-- AIM --
Locate each line in the items below that contains the word "green" and copy those lines out in full. Treat case as significant, so match only the exact capitalization.

◇ ◇ ◇ ◇

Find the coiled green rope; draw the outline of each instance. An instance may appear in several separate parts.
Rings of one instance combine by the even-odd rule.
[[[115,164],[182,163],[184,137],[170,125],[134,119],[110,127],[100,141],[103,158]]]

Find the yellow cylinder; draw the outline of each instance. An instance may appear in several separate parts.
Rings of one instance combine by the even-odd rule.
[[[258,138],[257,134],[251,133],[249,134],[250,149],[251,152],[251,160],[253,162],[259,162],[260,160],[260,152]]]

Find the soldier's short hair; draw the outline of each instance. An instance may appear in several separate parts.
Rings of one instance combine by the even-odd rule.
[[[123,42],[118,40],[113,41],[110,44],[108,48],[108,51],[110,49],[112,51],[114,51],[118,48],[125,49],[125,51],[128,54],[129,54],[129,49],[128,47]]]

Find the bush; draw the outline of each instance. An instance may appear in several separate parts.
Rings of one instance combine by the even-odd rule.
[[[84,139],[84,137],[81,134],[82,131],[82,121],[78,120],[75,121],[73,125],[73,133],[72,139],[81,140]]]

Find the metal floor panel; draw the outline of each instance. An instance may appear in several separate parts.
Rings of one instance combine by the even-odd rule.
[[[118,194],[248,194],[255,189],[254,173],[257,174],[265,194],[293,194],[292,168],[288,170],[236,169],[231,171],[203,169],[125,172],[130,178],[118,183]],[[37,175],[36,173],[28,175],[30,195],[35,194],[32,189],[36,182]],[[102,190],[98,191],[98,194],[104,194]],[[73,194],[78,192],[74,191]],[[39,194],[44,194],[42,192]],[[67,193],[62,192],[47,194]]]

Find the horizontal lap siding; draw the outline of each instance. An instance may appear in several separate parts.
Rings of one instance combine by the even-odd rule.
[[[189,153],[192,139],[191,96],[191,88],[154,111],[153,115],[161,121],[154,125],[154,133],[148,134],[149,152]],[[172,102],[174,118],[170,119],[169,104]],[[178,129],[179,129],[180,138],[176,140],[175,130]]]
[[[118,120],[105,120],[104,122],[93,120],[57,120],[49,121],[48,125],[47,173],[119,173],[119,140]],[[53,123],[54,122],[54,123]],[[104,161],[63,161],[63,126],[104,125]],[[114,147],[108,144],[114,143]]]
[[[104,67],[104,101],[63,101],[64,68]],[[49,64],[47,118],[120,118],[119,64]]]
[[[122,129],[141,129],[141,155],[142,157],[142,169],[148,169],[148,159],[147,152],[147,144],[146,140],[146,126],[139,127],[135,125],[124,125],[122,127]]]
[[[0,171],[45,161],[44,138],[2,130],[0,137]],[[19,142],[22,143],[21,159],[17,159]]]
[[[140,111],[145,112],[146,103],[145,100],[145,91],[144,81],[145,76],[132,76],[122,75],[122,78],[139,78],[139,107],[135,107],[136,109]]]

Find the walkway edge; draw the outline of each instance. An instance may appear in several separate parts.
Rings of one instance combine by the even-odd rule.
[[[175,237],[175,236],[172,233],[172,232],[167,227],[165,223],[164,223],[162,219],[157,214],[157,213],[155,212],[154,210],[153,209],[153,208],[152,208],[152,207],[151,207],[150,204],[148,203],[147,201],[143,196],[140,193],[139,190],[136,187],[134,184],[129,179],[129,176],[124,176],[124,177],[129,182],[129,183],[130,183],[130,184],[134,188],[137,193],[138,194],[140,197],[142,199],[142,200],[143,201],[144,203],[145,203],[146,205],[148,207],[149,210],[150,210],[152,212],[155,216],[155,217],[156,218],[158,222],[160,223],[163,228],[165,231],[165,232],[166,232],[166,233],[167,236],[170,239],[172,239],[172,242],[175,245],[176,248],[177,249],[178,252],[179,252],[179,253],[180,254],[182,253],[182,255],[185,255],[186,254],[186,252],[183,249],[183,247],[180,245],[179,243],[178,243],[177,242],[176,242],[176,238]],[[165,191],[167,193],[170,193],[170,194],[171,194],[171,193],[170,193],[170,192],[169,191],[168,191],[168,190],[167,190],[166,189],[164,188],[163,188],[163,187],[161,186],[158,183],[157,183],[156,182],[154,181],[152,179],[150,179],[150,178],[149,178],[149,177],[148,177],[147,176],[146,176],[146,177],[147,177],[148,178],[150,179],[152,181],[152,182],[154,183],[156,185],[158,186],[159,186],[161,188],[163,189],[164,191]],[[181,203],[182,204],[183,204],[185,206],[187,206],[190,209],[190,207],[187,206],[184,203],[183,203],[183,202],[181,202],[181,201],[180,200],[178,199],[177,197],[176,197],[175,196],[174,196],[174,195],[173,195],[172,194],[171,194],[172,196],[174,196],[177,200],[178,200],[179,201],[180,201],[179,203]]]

◇ ◇ ◇ ◇

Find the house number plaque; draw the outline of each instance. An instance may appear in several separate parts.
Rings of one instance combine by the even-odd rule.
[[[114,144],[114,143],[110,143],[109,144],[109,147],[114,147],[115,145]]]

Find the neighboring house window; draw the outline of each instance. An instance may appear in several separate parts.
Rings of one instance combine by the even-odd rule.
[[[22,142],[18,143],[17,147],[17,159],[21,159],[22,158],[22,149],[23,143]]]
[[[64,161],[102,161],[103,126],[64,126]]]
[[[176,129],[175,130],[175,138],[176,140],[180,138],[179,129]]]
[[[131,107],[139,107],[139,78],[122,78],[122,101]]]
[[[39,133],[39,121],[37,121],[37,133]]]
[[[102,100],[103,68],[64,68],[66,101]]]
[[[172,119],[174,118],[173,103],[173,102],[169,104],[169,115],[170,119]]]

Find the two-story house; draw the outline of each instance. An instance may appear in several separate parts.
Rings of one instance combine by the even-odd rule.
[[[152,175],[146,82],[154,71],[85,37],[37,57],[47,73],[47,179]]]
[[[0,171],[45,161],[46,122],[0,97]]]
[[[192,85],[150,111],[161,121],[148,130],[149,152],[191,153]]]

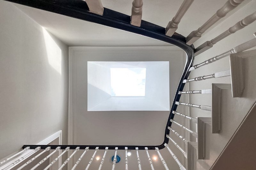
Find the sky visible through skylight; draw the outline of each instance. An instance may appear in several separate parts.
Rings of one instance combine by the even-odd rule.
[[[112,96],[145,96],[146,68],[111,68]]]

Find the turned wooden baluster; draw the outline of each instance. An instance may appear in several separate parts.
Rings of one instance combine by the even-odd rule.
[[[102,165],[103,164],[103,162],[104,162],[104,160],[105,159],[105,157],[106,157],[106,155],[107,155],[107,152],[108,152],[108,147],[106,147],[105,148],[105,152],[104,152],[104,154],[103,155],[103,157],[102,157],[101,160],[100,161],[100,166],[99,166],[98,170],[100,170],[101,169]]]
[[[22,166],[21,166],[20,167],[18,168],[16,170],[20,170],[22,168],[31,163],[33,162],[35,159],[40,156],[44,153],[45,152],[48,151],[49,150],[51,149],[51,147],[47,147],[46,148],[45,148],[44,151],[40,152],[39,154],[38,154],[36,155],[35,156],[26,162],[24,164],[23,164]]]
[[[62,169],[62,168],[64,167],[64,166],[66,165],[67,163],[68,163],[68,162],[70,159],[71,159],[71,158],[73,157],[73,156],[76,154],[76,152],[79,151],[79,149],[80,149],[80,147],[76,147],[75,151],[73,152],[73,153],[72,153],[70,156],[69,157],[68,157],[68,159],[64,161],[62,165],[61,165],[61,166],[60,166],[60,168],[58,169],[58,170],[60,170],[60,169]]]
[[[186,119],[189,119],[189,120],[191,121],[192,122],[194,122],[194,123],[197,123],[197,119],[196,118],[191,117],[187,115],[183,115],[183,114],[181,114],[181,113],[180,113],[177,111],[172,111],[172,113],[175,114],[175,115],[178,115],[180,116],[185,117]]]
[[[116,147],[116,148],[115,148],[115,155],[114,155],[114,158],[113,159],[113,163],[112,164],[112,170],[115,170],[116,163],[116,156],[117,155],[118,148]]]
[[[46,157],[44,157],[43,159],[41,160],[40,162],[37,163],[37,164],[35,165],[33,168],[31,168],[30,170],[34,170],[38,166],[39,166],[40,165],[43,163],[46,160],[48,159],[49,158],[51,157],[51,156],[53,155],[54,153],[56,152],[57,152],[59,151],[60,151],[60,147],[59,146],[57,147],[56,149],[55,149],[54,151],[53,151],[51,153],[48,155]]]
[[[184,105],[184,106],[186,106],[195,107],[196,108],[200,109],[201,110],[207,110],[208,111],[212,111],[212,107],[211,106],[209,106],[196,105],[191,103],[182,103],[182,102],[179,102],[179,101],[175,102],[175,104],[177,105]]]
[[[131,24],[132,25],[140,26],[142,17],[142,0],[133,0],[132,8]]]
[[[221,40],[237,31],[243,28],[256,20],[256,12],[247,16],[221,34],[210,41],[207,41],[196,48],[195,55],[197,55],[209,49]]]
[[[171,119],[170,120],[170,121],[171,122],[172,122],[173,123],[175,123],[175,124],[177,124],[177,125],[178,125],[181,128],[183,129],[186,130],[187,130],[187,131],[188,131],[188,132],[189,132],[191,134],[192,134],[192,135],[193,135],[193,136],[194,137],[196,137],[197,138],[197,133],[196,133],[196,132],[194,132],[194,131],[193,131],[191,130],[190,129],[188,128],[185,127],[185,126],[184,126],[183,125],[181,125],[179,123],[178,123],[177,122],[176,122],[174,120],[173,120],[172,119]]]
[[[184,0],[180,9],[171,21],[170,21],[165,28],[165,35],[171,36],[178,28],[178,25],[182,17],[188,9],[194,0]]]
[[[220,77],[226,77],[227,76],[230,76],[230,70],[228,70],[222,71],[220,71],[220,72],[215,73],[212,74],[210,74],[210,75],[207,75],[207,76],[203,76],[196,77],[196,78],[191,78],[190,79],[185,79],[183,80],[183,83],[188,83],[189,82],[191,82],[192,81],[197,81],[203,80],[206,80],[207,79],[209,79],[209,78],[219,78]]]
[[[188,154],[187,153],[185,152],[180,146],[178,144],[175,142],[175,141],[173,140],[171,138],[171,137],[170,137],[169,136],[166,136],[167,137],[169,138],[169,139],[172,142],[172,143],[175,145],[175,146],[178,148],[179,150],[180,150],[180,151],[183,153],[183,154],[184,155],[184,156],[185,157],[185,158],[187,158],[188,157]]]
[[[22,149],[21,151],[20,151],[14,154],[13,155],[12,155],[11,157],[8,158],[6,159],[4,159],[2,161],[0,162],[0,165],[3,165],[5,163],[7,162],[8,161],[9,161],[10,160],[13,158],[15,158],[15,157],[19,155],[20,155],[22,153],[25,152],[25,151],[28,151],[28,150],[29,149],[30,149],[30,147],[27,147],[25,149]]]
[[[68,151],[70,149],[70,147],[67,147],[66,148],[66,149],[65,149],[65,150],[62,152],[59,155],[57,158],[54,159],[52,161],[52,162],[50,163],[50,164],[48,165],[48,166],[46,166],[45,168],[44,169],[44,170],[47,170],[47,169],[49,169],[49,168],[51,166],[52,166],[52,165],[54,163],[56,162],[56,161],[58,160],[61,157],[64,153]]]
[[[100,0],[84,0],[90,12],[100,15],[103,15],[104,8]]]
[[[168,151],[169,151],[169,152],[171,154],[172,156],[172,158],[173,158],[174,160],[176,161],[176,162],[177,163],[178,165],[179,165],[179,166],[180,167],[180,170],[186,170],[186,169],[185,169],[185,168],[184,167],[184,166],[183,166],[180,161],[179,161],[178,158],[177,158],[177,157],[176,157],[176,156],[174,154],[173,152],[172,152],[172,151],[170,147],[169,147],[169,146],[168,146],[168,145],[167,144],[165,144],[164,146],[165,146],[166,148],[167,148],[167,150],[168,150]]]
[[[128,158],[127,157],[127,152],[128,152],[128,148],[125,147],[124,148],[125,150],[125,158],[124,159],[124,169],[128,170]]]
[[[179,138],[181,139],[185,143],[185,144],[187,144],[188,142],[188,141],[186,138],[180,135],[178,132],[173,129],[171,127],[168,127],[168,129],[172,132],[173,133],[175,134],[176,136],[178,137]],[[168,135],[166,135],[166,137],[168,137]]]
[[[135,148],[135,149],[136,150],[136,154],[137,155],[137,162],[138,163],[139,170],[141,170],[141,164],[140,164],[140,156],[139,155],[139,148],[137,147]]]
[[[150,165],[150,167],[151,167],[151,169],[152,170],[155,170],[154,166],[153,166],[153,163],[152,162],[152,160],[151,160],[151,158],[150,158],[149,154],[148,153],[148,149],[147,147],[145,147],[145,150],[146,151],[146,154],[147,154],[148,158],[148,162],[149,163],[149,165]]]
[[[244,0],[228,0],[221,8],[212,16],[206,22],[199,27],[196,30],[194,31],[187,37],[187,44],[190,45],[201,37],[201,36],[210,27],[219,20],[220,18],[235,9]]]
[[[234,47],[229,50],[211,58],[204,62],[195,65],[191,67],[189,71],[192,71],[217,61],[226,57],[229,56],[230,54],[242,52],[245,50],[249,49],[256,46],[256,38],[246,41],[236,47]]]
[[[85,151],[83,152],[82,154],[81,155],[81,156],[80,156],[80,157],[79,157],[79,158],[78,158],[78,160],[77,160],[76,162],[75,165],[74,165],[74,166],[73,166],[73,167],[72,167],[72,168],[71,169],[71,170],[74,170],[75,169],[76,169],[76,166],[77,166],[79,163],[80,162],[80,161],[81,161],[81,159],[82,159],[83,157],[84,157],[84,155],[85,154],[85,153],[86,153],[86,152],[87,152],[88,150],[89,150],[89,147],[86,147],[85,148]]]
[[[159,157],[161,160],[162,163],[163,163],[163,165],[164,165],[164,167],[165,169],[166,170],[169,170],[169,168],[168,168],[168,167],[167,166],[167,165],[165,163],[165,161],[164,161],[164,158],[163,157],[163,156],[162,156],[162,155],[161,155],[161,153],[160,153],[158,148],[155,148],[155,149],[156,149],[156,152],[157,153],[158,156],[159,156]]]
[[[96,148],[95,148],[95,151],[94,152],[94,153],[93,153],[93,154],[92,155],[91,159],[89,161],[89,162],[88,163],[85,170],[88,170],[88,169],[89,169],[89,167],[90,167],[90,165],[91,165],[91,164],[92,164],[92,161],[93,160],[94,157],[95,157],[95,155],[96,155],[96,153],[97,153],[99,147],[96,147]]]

◇ ◇ ◇ ◇

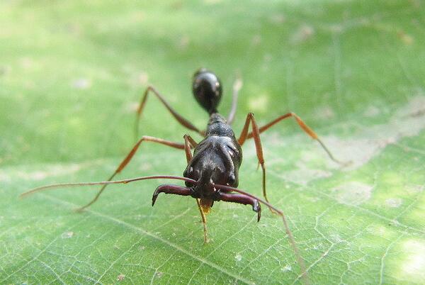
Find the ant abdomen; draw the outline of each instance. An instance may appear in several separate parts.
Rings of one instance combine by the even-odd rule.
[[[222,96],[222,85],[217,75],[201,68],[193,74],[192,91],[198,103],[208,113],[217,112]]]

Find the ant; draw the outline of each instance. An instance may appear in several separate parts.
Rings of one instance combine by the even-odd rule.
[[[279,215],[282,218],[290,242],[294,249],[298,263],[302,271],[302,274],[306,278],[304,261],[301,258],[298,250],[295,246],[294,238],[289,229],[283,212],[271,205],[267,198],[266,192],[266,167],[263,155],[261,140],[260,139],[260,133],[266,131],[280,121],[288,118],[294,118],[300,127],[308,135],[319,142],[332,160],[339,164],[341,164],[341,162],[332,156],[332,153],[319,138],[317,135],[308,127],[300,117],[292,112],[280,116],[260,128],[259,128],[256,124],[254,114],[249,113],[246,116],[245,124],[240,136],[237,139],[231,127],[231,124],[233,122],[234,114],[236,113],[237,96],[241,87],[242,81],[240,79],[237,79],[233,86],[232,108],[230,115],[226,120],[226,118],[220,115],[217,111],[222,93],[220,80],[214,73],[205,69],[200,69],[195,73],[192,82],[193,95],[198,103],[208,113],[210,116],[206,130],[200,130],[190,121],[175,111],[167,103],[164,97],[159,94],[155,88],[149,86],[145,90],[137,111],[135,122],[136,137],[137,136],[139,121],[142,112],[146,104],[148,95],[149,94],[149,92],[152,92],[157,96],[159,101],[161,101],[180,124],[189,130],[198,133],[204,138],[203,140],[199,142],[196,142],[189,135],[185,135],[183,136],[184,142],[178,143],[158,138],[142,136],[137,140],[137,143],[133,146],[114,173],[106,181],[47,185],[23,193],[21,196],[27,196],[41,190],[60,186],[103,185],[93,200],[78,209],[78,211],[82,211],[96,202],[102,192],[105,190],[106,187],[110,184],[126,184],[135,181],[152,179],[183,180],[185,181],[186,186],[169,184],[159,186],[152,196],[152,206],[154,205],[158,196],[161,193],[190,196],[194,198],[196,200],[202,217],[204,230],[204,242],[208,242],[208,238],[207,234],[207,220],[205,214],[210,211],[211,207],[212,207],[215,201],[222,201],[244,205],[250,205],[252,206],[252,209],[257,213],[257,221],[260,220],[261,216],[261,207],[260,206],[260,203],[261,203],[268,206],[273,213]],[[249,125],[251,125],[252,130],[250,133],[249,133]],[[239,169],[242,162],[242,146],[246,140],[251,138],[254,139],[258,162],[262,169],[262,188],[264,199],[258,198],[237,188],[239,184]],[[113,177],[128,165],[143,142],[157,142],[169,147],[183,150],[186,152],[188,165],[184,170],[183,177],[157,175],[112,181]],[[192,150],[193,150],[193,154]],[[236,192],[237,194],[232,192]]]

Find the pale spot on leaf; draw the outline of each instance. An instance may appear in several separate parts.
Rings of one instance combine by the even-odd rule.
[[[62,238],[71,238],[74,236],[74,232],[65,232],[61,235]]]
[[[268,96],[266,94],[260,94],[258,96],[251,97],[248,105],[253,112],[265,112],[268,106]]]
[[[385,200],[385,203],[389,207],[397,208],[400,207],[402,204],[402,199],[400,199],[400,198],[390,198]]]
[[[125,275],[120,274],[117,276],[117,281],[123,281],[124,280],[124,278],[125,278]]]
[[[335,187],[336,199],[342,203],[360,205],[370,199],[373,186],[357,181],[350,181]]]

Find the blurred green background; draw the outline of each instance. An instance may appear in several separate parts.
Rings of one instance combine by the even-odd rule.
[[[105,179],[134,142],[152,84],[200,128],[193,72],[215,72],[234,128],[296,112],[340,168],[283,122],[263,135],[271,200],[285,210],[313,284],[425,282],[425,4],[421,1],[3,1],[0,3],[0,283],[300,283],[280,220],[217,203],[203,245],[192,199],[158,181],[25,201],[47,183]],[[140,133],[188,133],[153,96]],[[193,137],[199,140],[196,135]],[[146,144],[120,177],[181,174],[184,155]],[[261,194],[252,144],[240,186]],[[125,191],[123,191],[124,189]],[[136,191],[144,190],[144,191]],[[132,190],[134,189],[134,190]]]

◇ ◇ ◇ ◇

-- FULL ANSWER --
Find the coiled green rope; draw the outline of each instance. An instance may appear in several separate parts.
Find the blurred green background; draw the outline of each instance. An instance may appear in several separate parts.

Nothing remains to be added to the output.